DATA SUPPLIED:
--- Begin ---

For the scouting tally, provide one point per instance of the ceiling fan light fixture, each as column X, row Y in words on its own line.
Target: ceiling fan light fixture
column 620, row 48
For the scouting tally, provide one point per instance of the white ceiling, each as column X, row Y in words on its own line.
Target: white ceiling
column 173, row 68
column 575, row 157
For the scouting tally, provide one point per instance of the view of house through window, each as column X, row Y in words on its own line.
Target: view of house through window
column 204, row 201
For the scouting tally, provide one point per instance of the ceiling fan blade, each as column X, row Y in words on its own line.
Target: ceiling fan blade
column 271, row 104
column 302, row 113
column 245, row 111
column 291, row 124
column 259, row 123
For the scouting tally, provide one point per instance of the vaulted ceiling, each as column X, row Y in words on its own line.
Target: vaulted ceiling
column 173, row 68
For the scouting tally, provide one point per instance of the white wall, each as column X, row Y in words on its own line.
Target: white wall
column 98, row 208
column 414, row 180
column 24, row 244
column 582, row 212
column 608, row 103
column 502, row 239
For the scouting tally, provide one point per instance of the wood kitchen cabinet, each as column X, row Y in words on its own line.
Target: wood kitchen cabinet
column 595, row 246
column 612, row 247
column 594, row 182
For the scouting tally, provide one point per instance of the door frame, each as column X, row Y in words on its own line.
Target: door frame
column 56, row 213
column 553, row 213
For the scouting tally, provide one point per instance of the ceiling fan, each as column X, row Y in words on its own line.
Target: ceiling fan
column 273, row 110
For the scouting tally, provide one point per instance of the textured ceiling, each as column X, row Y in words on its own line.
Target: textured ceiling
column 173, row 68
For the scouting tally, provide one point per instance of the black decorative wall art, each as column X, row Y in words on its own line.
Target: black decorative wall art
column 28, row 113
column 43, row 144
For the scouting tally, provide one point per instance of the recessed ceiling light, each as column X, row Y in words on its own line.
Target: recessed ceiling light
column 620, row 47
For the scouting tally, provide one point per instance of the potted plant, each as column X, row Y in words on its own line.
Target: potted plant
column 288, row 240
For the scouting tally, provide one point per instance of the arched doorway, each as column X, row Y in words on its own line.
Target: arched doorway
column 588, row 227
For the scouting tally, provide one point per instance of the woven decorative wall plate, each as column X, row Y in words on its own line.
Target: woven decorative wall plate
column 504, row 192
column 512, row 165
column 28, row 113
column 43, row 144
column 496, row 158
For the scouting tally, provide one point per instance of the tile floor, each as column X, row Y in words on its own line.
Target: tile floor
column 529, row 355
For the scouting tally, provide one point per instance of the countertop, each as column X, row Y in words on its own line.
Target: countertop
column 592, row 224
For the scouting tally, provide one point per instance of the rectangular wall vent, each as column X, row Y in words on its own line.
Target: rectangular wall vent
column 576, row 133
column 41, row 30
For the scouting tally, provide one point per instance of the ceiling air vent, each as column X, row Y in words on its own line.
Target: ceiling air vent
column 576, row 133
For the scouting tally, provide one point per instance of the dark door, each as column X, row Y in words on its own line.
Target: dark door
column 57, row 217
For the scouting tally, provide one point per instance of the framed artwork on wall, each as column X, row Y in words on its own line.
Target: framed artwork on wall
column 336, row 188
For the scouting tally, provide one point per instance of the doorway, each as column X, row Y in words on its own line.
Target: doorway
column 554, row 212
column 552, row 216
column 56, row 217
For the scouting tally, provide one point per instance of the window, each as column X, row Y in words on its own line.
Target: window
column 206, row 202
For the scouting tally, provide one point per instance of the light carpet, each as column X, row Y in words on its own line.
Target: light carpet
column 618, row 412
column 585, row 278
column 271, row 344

--- End ---
--- Begin ---

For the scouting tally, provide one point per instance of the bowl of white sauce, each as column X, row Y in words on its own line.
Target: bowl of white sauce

--- End ---

Copy out, unchanged, the lines from the line that contains "light fixture, each" up to and including the line that contains "column 575, row 157".

RESPONSE:
For the scouting tally, provide one point per instance of the ceiling fan light fixture, each as column X, row Y in words on its own line.
Target: ceiling fan light fixture
column 620, row 48
For the scouting tally, provide one point per instance of the white ceiling, each as column X, row Y in words on its own line.
Target: white ceiling
column 173, row 68
column 575, row 157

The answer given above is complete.